*Document section*.

The Eating Rebel
By Ari Cohn


On the days when I have humility, I think that it is in the simplest acts that people have the most power. My memories of the most important events of the past year always involve very basic functions: picking up an emotionally distraught hitchhiker on a cold, rainy, winter night and listening to her with great attention; bringing flowers to people in the office; eating a mainly organic, mainly vegan diet. It is probably obvious why interpersonal events stand out clearly in my mind: our 1-on-1 interactions are opportunities for great intimacy and great conflict.

The power inherent in my food choices is probably the least obvious of all my ordinary acts, but perhaps the most potent. I believe that what and how I eat is a statement of economic and political rebellion, an attempt to resist the siren song of mindless consumerism practiced in my culture, a reclamation of the power of ordinary citizens to direct their lives.

Stored entries
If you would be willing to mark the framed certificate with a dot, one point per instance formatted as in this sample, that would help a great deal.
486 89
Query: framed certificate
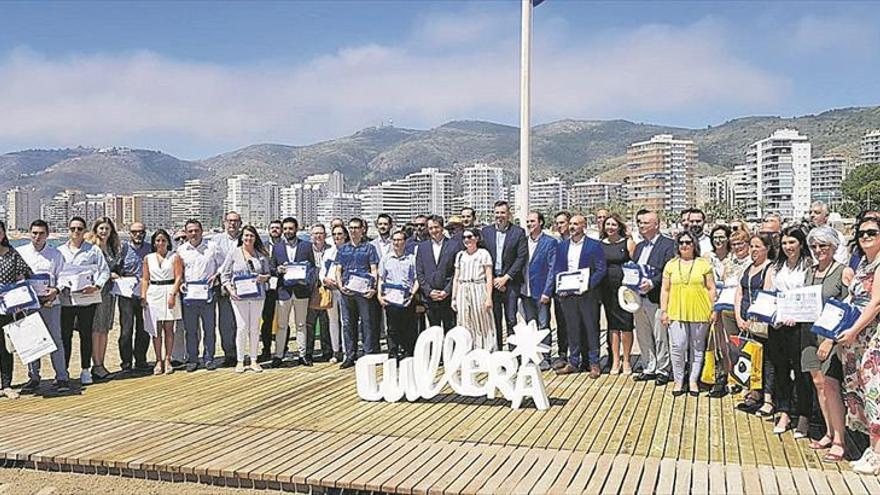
360 283
763 307
246 286
197 291
394 294
802 305
40 282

*Requirement 1*. What is this sentence from the essay on food choices in Spanish: "The power inherent in my food choices is probably the least obvious of all my ordinary acts, but perhaps the most potent."?
*Requirement 2*. Can you carry the essay on food choices forward with the paragraph that comes after its last sentence?
None of the items are needed here.

*Exercise output 1*. El poder inherente a mis elecciones alimentarias es probablemente el menos evidente de todos mis actos ordinarios, pero quizá el más potente.

*Exercise output 2*.
Corporate capitalism, contrary to claims of its boosters, hates a truly choosy consumer. The choice that corporations like us to have requires us to stay in a very small world, to surrender our understanding of what is good for us if such understanding isn't profitable to them. In return, corporations offer us the degenerate lure of convenience. The small-choice-big-choice contrast arises when I shop for food. When I shop at my local farmers' markets, I am saying to the Safeway and Lucky's corporations, "The real choice at stake is not who has the lowest prices in town. The real choice is the priority of my health. I do not accept tasteless, deficient, and poisoned food that degrades my health. If you want my business, pay most attention to my health needs, not your shelf life requirements, your transportation costs, and your bottom line."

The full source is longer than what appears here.